### Bloc de texte
• • • •

Les jolis souvenirs - 2
On ne prêtait pas à ma grand-mère maternelle un caractère aimant et pourtant c'est auprès d'elle que j'ai souvent trouvé le réconfort. Etait-ce parce qu'elle avait dès ma naissance assumé le rôle que ma mère ne voulait pas tenir ? Était-ce parce que mon grand-père était mon parrain qu'elle se montrait davantage généreuse à mon égard qu'envers mes cousins ? Etait-ce parce j'étais une des rares personnes à lui demander de me raconter sa vie d'enfant avant et après son passage à l'Assistance Publique, les années passées en sanatorium pour soigner une tuberculose ?
J'avais pris pour habitude de ne pas traîner dans ses jupons. Elle me laissait toute la liberté de gambader dehors, de soliloquer, de jouer avec des amis imaginaires, de parler aux animaux. Je n'ai pas le souvenir qu'elle m'ait punie souvent. Même quand je déchirais mes habits en escaladant le muret qui séparait la cour de ferme à celle du château. J'avais la flemme de faire le tour et de passer par le portail. Quand je revenais avec des écorchures de fils barbelés ou des vêtements maculés de bouse de vache, elle disait que j'apprenais la vie. Pour ma grand-mère, il n'y avait rien de grave. A part la mort....et ses économies ! C'était devenu une sale manie de thésauriser, dont beaucoup se moquaient dans les alentours, depuis qu'elle avait accidentellement fait brûler pendant la guerre les économies qu'elle avait cachées. Dans le tiroir à braises d'un poêle à bois qu'elle alluma un jour sans se rappeler que.... ! Mon grand-père qui avait travaillé durement pour réunir cet argent, lui en avait voulu durablement. Ils n'en avaient plus jamais reparlé entre eux mais on sentait l'amertume derrière des reproches tus.

• • • •

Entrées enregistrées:
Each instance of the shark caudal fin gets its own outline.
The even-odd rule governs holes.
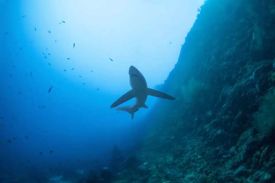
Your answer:
[[[170,96],[163,92],[160,92],[159,91],[158,91],[150,88],[146,88],[146,92],[147,93],[147,95],[148,95],[162,98],[162,99],[165,99],[168,100],[174,100],[176,99],[175,98],[172,96]]]
[[[127,106],[124,106],[123,107],[117,107],[116,108],[115,110],[117,111],[125,111],[131,114],[132,117],[132,119],[134,119],[134,113],[139,110],[139,109],[138,108],[137,109],[132,109],[134,105],[128,105]]]
[[[132,90],[131,90],[115,101],[111,105],[110,107],[111,108],[115,107],[122,103],[130,100],[134,97],[135,96],[134,92]]]

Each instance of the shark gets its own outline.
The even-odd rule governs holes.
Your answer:
[[[130,85],[132,89],[121,97],[111,105],[113,108],[135,97],[136,100],[131,110],[139,108],[148,108],[145,102],[148,95],[170,100],[176,99],[174,97],[163,92],[148,88],[145,78],[141,73],[135,67],[131,66],[129,68]]]
[[[127,106],[124,106],[123,107],[120,107],[116,108],[115,110],[117,111],[125,111],[130,113],[131,114],[132,117],[132,119],[134,119],[134,114],[135,112],[137,111],[139,109],[139,108],[136,109],[133,109],[133,107],[134,105],[127,105]]]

• • • •

### Tâche à réaliser
Poursuivez, s'il vous plaît, le récit de souvenirs sur la grand-mère maternelle à partir de sa dernière phrase.

### Zone de réponse
Dès l'aube, mon grand-père s'occupait des animaux puis il s'isolait dans le grand potager, les champs. Avec les deux chiennes Java et Dina sur ses talons. Il ne revenait qu'à l'heure de la soupe, juste après la traite manuelle des vaches. Je l'accompagnais très souvent sans le gêner dans ses travaux. C'est ce qu'il appréciait, comme le fait que je ne hurlais jamais à ses oreilles sourdes. On se comprenait avec des mimiques. Une sorte de langage pour sourd et muette, rien qu'à nous.
Je l'entendais parfois se lever en pleine nuit et partir assister une vache qui vêlait. Quand la bétaillère venait chercher les veaux pour la boucherie, mon grand-père pleurait dans son coin pendant un ou deux jours. Il lui arrivait même d'en faire de véritables crises de foie. Quand une chatte avait une portée, mon grand-père ne pouvait se résoudre à tuer les petits dès la naissance comme le lui demandait ma grand-mère. Si bien que nous étions envahis par les chats. Je crois que c'est la raison pour laquelle je ne les supporte plus aujourd'hui dans mon espace vital.
A la fin de sa vie, ma "mémé" m'appelait quelquefois par le prénom de ma mère. Ce n'est pas qu'elle perdait la tête car elle se reprenait aussitôt. Je crois qu'elle avait surtout des moments de nostalgie, de profonde mélancolie où sa fille décédée trop jeune lui manquait. Elle avait fini par trouver une astuce pour ne plus commettre de lapsus, elle m'appelait "ma chérie". Ce sont ces mots qu'elle m'a adressés dans le dernier battement de son coeur nécrosé et en lambeaux.
Mes grands-parents n'étaient pas des gens parfaits. Ils avaient connu l'abandon l'un et l'autre, la maladie, la guerre. Ils avaient leurs aigreurs, des ennuis qu'ils n'ont jamais exposés ouvertement. Je me rappelle qu'on disait de ma grand-mère qu'elle ne se tracassait de rien, que rien ne semblait l'atteindre. Je n'en ai pas la même version, le même souvenir. Derrière une forme de désinvolture se cache parfois une vie chaotique d'où rien ne transpire. Uniquement de p jolis sourires.